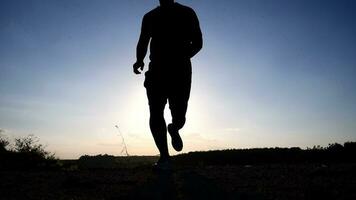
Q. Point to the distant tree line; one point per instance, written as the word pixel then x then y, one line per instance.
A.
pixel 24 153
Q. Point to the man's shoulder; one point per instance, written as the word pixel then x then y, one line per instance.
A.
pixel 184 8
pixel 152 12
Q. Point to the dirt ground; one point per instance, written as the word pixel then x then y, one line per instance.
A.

____________________

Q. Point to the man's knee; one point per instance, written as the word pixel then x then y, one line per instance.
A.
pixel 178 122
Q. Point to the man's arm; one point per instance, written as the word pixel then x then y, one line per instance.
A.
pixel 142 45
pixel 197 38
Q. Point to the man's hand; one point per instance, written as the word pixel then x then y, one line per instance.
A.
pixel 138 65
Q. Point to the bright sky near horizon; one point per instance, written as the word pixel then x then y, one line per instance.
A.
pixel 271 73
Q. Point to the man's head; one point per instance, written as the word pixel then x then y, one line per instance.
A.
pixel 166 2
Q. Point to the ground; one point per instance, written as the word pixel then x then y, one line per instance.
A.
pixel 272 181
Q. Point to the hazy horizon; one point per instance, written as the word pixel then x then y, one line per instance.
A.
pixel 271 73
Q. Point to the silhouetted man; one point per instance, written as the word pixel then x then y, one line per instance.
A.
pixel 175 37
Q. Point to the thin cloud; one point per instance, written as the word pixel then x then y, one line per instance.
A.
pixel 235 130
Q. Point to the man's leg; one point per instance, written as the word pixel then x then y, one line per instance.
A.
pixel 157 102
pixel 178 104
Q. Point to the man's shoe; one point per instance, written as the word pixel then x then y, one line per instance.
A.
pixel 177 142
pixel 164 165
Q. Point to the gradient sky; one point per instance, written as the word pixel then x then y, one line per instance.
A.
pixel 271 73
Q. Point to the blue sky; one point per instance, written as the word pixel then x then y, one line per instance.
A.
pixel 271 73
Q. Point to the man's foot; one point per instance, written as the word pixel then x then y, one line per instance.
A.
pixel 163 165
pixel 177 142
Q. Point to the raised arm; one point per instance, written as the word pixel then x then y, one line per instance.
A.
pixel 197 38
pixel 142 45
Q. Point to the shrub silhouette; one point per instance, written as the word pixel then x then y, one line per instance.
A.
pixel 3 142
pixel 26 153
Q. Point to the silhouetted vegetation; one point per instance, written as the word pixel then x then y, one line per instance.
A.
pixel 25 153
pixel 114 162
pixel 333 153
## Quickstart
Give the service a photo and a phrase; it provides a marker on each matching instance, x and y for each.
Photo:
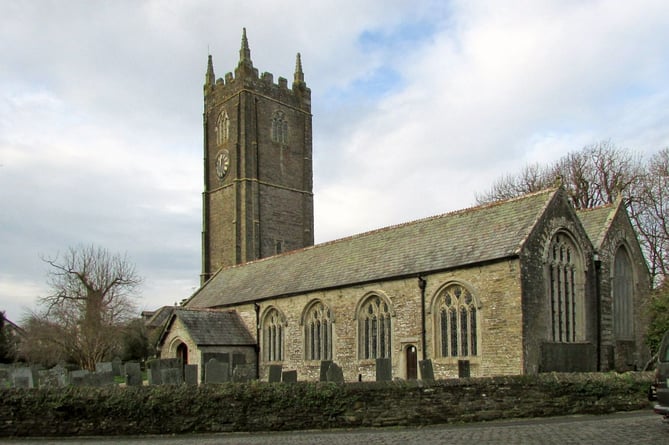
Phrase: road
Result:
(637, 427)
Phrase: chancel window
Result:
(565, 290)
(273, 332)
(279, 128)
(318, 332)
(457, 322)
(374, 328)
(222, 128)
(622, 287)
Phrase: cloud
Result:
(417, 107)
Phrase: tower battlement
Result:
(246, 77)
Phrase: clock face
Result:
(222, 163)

____________________

Problem details ▸
Copy the material word for word, starting at the line that contains "Q. Point to the silhouetted man;" and ending after the line that contains "pixel 164 165".

Response below ▸
Q. Point to the silhouetted man; one point per instance, written as the word pixel then x then y, one line per instance.
A.
pixel 175 37
Q. Point to the thin cloud; one point per instance, written as the word pixel then x then y, one line per instance.
A.
pixel 235 130
Q. Point to the man's leg; one point per instance, written as the word pixel then x then y, one line per instance.
A.
pixel 157 102
pixel 178 104
Q. Point to the man's shoe; one point per instance, written as the word pixel then x then y, one line per instance.
A.
pixel 177 142
pixel 164 165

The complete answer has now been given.